**Your instructions**. In the article about dating during the pandemic, what share of surveyed Match users said they are spending more time getting to know potential partners before meeting?

Dallas-based Match says users are spending time building real connections before meeting instead of looking for quick flings.

DALLAS — Realtor Adriana Trenev was in a relationship when lockdowns from COVID-19 began. But when the relationship ended, she found herself in an unenvious position.

“Obviously no one really wants to find themselves single again in the midst of a global pandemic,” she said.

“So, I had two options: I could wallow at home and do nothing, or I could put myself back out there. And that’s what I did.”

Trenev went back to online dating, but she noticed a change during the pandemic, and Dallas-based Match’s research proves she’s right.

The dating app surveyed users and found 63% are spending more time getting to know potential partners before they meet.

Hesam Hosseini, CEO of Match and Match Affinity, said 97% of members still want to date in person, eventually, but many people are investing time in phone calls and video chats.

Image-grounded pointing data
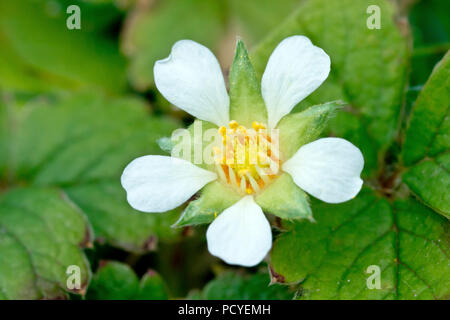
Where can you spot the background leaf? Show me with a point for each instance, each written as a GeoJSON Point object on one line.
{"type": "Point", "coordinates": [83, 156]}
{"type": "Point", "coordinates": [407, 241]}
{"type": "Point", "coordinates": [233, 286]}
{"type": "Point", "coordinates": [41, 235]}
{"type": "Point", "coordinates": [49, 55]}
{"type": "Point", "coordinates": [117, 281]}
{"type": "Point", "coordinates": [151, 31]}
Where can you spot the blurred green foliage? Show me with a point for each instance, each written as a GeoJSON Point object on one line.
{"type": "Point", "coordinates": [77, 105]}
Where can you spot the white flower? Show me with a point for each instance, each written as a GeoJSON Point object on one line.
{"type": "Point", "coordinates": [191, 78]}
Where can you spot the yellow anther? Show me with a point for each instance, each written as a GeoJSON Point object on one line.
{"type": "Point", "coordinates": [257, 125]}
{"type": "Point", "coordinates": [222, 130]}
{"type": "Point", "coordinates": [234, 124]}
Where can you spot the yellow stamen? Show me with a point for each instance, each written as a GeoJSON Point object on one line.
{"type": "Point", "coordinates": [234, 124]}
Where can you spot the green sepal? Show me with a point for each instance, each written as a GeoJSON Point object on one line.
{"type": "Point", "coordinates": [285, 199]}
{"type": "Point", "coordinates": [118, 281]}
{"type": "Point", "coordinates": [195, 139]}
{"type": "Point", "coordinates": [297, 129]}
{"type": "Point", "coordinates": [246, 102]}
{"type": "Point", "coordinates": [215, 198]}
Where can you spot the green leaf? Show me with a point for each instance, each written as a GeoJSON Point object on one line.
{"type": "Point", "coordinates": [41, 235]}
{"type": "Point", "coordinates": [285, 199]}
{"type": "Point", "coordinates": [151, 31]}
{"type": "Point", "coordinates": [330, 258]}
{"type": "Point", "coordinates": [84, 141]}
{"type": "Point", "coordinates": [257, 18]}
{"type": "Point", "coordinates": [369, 67]}
{"type": "Point", "coordinates": [233, 286]}
{"type": "Point", "coordinates": [300, 128]}
{"type": "Point", "coordinates": [246, 102]}
{"type": "Point", "coordinates": [117, 281]}
{"type": "Point", "coordinates": [427, 142]}
{"type": "Point", "coordinates": [214, 198]}
{"type": "Point", "coordinates": [430, 28]}
{"type": "Point", "coordinates": [46, 54]}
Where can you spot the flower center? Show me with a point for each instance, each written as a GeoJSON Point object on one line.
{"type": "Point", "coordinates": [248, 159]}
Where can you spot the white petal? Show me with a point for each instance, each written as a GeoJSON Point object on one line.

**Output**. 63%